Start of DATASET ROWS
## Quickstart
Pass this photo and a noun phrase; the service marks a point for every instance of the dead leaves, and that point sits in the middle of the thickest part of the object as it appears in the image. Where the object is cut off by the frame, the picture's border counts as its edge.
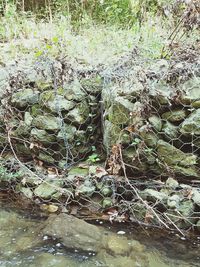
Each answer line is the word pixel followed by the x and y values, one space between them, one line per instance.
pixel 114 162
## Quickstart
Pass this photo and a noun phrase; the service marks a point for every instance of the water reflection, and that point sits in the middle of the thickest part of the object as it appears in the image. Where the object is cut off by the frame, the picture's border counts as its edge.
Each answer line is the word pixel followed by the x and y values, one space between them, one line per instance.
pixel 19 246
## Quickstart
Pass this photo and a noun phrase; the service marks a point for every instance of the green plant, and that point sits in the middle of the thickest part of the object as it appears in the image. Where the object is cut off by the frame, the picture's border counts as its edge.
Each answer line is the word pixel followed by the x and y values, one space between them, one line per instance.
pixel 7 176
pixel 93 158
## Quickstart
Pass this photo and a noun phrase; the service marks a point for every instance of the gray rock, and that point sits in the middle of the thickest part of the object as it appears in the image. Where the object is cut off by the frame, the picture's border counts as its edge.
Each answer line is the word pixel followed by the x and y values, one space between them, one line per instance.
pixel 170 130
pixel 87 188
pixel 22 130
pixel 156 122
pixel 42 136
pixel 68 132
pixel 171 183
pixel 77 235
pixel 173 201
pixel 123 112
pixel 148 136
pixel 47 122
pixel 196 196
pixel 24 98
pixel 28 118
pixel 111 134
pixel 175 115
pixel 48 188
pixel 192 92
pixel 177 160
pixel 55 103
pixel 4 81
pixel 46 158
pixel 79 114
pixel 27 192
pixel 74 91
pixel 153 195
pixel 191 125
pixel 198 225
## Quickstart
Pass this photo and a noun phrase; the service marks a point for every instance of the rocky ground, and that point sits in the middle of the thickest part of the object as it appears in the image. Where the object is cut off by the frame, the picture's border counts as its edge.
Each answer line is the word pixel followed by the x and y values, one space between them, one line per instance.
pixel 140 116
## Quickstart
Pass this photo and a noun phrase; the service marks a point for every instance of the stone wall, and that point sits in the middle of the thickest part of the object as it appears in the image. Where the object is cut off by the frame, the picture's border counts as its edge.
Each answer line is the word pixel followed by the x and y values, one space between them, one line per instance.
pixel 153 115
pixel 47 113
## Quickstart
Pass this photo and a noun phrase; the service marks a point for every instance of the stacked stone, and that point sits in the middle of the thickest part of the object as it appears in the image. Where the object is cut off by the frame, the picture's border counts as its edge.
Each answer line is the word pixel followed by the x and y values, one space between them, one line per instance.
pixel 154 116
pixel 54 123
End of DATASET ROWS
Start of DATASET ROWS
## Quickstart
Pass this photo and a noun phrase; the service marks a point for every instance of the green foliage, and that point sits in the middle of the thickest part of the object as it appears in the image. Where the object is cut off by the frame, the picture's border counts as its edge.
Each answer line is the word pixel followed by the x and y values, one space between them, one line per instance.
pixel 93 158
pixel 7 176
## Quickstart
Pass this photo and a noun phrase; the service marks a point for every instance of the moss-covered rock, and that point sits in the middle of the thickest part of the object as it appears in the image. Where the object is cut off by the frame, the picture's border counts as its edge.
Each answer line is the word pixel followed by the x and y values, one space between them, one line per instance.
End of DATASET ROWS
# EXERCISE DIRECTIONS:
Gather every line in the entries above that contains the word "green", and copy each such line in full.

# EXERCISE ANSWER:
Pass this photo and a noun phrase; the service marks a point for every instance of the green plant, and that point sits in the middle of the thickest part of the object as it appears in the image. Where the object is cut off by the frame, the picture's border counts as its edge.
Pass this photo and a noun phrase; the service marks a point for every instance of the green foliage, and that point sits in the middle of the thickest part of the object as it appears in the image. Where the object is cut off by the frame, the picture's border counts as its edge.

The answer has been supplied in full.